Aynı hareketi bu kez yangın bölgesinde de yapınca, oyu sabit olmayan kitle başladı yine homurdanmaya: "Kardeşim nedir bu ya, insanlarla dalga mı geçiliyor! Felaketlerle uğraşan insanlara çay fırlatmak nedir kardeşim? Türkiye tarihinde bu seviyede bir aşağılamayla karşılaşmadı..."
Tabii bu kez de sekter muhalifler girdi devreye...
Bu kesimden hiç de azımsanmayacak sayıda, "İnşallah ölürsün. Sabah uyandığımda ölüm haberini alırsam benden mutlusu olmayacak. Geberdiğin gün çocuk sevindireceğim. Öl artık demiyorum, ölebilmek için yalvardığın günleri yaşamanı istiyorum" türünden paylaşımlar başladı...
Bu kez yine düşüncelerini revize etmeye başladı oyu sabit olmayan kitle. Bu iğrenç paylaşımlar fikirlerini değiştirmese de konu hakkında yeniden düşünmelerine neden oldu.
════════
(Görevler):
(1) Yazının ilk paragrafında oyu sabit olmayan kitlenin homurdanırken söylediği sözler tırnak içinde verilmiştir. Bu alıntıdaki cümleleri sırasıyla listeleyin.
(2) Yazıdaki "Bu kez yine" sözlerinden "düşünmelerine neden oldu." sözlerine kadar olan bölümü hiç değiştirmeden yazın.

Kayıtlar
════════
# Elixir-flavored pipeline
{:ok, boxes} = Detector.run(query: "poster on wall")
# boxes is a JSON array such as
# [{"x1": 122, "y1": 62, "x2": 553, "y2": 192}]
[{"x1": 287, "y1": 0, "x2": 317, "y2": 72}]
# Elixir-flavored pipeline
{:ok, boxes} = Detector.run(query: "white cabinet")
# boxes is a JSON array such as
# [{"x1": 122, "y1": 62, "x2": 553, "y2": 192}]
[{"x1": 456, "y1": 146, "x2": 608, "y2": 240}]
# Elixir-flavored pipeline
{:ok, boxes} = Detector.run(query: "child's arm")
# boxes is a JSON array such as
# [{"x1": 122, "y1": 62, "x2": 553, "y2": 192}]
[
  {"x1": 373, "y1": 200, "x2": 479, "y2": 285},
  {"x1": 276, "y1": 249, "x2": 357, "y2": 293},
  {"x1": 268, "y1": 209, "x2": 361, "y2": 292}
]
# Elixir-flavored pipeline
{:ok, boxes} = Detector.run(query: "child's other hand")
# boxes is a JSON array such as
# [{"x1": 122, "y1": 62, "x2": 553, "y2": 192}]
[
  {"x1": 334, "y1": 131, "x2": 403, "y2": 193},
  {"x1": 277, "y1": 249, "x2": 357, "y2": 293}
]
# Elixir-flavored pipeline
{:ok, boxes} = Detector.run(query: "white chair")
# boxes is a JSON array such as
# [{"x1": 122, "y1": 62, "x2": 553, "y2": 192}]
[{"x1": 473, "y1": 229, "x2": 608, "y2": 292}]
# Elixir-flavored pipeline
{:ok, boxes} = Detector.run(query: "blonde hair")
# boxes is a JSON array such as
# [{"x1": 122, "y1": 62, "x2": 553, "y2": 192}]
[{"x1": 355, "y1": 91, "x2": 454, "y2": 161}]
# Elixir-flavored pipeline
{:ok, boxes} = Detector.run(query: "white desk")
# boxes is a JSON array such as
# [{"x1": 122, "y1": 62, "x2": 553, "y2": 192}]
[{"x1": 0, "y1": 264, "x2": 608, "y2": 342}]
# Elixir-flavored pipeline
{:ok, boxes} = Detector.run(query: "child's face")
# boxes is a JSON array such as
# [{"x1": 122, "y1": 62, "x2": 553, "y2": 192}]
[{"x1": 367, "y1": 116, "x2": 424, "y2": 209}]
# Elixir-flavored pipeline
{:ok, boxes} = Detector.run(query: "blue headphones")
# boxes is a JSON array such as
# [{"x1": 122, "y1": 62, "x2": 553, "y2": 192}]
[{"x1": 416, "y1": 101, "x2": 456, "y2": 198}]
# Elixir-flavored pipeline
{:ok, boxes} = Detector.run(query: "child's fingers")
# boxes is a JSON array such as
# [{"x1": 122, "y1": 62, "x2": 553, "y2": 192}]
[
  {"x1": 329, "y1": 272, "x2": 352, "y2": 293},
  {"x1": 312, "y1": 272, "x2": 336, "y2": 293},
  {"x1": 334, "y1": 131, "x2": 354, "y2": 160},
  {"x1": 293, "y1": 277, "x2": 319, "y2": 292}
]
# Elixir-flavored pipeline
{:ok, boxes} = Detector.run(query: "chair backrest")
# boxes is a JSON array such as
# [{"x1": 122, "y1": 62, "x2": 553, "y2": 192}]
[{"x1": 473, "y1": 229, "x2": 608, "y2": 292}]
════════
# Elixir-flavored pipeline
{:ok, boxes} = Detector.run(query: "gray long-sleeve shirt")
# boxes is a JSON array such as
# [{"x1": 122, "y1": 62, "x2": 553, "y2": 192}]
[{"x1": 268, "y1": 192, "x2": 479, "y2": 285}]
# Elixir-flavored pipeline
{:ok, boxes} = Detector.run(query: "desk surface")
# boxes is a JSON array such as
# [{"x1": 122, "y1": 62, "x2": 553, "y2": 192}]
════════
(Cevaplar):
(1)
1. Kardeşim nedir bu ya, insanlarla dalga mı geçiliyor!
2. Felaketlerle uğraşan insanlara çay fırlatmak nedir kardeşim?
3. Türkiye tarihinde bu seviyede bir aşağılamayla karşılaşmadı...

(2)
Bu kez yine düşüncelerini revize etmeye başladı oyu sabit olmayan kitle. Bu iğrenç paylaşımlar fikirlerini değiştirmese de konu hakkında yeniden düşünmelerine neden oldu.